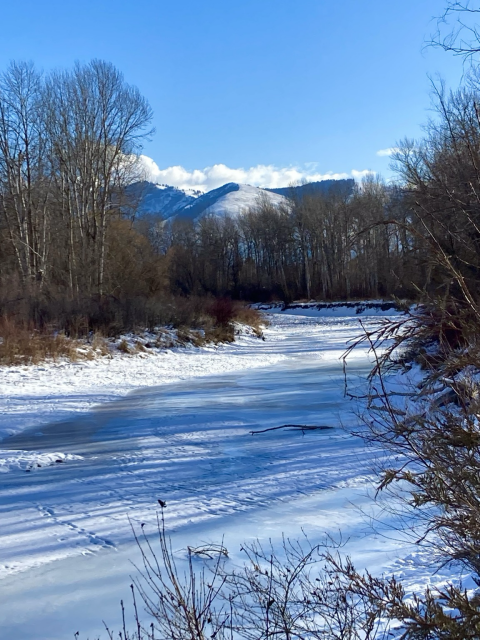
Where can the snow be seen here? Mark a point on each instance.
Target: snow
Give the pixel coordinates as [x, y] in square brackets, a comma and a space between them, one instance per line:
[176, 427]
[235, 203]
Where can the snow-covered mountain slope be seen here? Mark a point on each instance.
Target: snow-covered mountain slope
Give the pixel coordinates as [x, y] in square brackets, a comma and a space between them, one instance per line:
[160, 199]
[230, 200]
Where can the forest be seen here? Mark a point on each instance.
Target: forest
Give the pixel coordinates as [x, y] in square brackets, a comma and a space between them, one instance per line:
[74, 256]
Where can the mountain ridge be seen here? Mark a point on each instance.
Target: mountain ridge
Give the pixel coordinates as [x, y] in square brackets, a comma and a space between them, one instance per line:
[231, 199]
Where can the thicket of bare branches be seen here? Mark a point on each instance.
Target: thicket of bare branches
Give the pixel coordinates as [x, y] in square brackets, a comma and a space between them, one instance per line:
[431, 430]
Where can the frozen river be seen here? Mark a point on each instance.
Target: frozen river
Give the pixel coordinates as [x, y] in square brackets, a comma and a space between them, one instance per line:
[65, 538]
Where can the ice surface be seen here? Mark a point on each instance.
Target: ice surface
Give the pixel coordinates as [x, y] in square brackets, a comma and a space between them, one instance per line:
[65, 537]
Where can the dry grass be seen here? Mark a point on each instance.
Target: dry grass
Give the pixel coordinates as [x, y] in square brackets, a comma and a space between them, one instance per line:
[251, 317]
[23, 345]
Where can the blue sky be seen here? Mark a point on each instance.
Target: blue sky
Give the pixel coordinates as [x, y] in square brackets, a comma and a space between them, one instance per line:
[284, 87]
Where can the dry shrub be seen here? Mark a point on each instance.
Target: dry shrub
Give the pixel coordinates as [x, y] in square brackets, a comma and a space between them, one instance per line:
[25, 345]
[222, 310]
[247, 315]
[123, 346]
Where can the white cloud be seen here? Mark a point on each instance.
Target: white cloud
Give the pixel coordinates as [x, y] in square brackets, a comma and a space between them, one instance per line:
[259, 176]
[387, 152]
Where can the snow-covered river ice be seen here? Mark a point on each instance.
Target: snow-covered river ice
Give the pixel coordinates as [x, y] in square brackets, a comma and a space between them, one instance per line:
[65, 536]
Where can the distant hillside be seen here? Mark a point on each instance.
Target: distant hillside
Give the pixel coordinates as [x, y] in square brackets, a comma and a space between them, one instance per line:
[340, 187]
[162, 200]
[231, 199]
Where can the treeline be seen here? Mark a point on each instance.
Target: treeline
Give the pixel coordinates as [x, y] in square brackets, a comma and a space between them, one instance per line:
[73, 255]
[324, 246]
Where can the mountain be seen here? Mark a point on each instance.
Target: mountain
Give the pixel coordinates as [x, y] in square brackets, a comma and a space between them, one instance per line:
[325, 187]
[229, 200]
[160, 199]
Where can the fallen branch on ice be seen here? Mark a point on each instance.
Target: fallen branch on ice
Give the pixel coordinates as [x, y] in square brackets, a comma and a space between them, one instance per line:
[295, 427]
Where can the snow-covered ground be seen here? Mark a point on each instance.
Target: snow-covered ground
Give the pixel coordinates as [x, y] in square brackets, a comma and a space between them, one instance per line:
[134, 429]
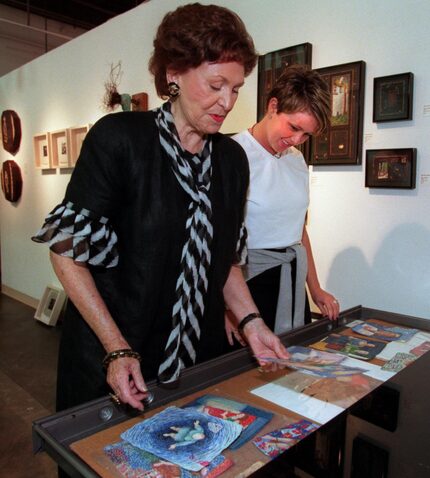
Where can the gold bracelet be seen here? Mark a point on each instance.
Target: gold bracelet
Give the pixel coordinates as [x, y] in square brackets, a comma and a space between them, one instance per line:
[248, 318]
[111, 356]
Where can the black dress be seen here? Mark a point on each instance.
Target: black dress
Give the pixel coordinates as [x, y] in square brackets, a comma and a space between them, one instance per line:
[124, 175]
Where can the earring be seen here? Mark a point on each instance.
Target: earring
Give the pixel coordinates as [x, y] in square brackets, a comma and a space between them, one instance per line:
[174, 89]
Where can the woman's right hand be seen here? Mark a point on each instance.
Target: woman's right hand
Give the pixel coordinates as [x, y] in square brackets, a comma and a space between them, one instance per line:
[126, 380]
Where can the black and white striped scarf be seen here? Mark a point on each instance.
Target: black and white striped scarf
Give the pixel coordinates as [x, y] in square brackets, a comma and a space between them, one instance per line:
[192, 282]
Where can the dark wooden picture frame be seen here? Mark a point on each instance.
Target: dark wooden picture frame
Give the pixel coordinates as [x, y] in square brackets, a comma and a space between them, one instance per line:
[393, 97]
[270, 68]
[391, 168]
[272, 65]
[343, 140]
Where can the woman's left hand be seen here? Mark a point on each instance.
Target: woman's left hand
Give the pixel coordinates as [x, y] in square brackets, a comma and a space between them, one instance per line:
[327, 304]
[264, 344]
[231, 329]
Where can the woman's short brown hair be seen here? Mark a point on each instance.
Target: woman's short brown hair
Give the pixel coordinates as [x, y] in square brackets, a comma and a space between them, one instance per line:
[300, 88]
[195, 33]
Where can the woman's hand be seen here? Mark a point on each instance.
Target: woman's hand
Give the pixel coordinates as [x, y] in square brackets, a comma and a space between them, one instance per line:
[327, 304]
[231, 329]
[125, 379]
[264, 344]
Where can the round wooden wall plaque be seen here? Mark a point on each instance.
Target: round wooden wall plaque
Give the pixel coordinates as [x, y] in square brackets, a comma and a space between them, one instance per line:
[11, 181]
[11, 131]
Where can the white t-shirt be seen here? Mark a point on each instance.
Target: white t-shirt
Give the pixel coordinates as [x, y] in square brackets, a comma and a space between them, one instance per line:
[278, 196]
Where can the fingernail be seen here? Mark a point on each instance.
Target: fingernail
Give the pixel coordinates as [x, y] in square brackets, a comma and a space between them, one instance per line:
[148, 399]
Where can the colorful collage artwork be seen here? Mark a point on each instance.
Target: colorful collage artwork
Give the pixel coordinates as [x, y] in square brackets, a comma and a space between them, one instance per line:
[277, 441]
[323, 381]
[316, 362]
[251, 419]
[377, 331]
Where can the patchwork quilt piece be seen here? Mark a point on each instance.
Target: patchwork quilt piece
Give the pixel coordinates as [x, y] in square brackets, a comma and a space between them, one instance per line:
[399, 362]
[185, 437]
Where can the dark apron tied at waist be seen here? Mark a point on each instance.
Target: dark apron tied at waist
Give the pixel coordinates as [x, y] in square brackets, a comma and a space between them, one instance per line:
[261, 260]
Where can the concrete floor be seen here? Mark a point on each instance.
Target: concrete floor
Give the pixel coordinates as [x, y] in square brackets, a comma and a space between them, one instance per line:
[28, 361]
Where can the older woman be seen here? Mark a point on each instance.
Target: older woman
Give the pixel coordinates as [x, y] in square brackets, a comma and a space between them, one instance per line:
[280, 259]
[149, 236]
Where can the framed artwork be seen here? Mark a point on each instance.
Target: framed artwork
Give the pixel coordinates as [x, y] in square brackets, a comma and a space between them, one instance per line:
[342, 142]
[42, 151]
[60, 148]
[50, 305]
[391, 168]
[76, 138]
[10, 131]
[270, 68]
[392, 97]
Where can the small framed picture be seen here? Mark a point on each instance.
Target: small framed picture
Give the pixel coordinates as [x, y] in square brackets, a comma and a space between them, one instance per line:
[60, 148]
[341, 143]
[391, 168]
[50, 306]
[42, 151]
[393, 97]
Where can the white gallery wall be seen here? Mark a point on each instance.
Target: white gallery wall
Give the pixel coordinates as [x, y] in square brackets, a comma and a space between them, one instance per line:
[371, 246]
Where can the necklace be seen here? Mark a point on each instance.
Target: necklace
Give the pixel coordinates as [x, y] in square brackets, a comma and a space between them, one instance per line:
[271, 150]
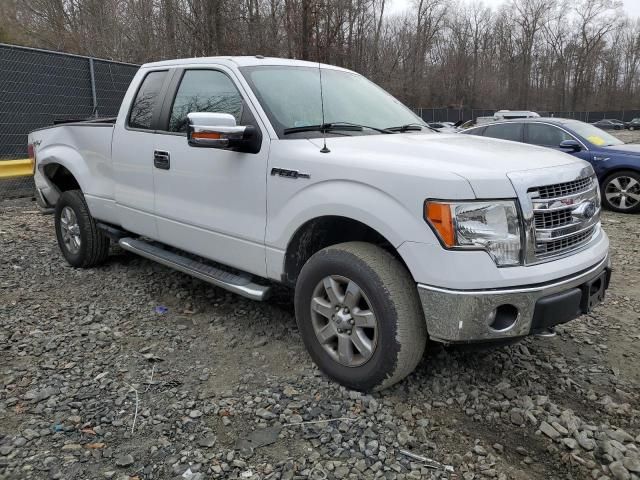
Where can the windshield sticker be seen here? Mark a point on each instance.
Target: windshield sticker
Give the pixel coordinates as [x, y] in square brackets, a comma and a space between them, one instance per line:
[596, 140]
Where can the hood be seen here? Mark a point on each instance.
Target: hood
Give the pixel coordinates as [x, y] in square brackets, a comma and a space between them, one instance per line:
[483, 162]
[628, 149]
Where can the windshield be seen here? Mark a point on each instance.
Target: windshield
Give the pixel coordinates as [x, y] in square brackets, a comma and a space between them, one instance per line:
[595, 135]
[290, 97]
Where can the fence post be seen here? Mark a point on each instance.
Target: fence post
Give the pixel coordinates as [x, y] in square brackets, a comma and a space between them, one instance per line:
[93, 88]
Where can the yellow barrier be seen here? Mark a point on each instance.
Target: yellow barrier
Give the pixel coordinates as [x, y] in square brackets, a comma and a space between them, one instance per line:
[16, 168]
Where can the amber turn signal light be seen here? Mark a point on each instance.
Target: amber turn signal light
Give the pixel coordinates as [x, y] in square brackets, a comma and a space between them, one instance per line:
[439, 216]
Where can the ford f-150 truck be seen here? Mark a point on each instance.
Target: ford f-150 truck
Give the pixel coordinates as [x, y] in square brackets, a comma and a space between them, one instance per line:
[250, 171]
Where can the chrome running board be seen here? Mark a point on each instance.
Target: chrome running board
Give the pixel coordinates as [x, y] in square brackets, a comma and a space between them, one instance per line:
[240, 283]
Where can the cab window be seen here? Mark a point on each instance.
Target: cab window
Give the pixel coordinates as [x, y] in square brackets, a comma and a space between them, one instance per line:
[546, 135]
[505, 131]
[204, 91]
[147, 98]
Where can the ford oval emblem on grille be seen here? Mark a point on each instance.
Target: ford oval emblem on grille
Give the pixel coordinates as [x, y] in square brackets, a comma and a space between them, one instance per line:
[585, 211]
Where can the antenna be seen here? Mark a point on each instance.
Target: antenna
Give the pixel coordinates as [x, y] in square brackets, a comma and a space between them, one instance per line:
[324, 148]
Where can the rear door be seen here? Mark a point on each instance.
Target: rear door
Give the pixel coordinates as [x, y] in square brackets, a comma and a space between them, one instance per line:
[132, 154]
[210, 202]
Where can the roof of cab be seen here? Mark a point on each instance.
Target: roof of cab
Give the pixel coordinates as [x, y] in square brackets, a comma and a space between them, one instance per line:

-------------------------

■ Given exercise
Write out again, unchanged, every line from the line containing "Where can the chrome" to the final line of the material above.

■ Reply
Where can the chrome running board be seen here? Mark a point on each instance.
Target: chrome running board
Give the pixel coordinates as [x, y] in square brackets, a comma and a space between them, one instance per line:
[240, 283]
Where can the cab window be seen here? Mark a point on each instance.
Target: cab window
Give the pixel coordinates as [x, y] in square brackets, a comma and a space between them, one instance per line:
[546, 135]
[505, 131]
[204, 91]
[147, 98]
Where can the ford oval emblem on grille be seen here? Mark a point on each instance.
Target: ford oval emblem on grille
Give the pixel coordinates as [x, y] in square brackets, a comma and a space between them, one instance per line:
[585, 211]
Where can the antenna be seen here? Mark a point on each instance.
Target: antenna
Give the pixel coordinates as [x, y] in square brackets, a comma and a space between them, one instance per line:
[324, 148]
Where can the rear door be seen here? Mark a point on each instance.
Target: rear door
Give the pixel coordinates as [x, y] in square brackets, a comma and a space between them, one instance per line:
[132, 154]
[210, 202]
Where can the roof of cab be seen here? Mark a point on each instance.
Target: roof of cab
Give the pixel coordinates as [x, y] in square brackets, a comma and a space between them, one instance per line:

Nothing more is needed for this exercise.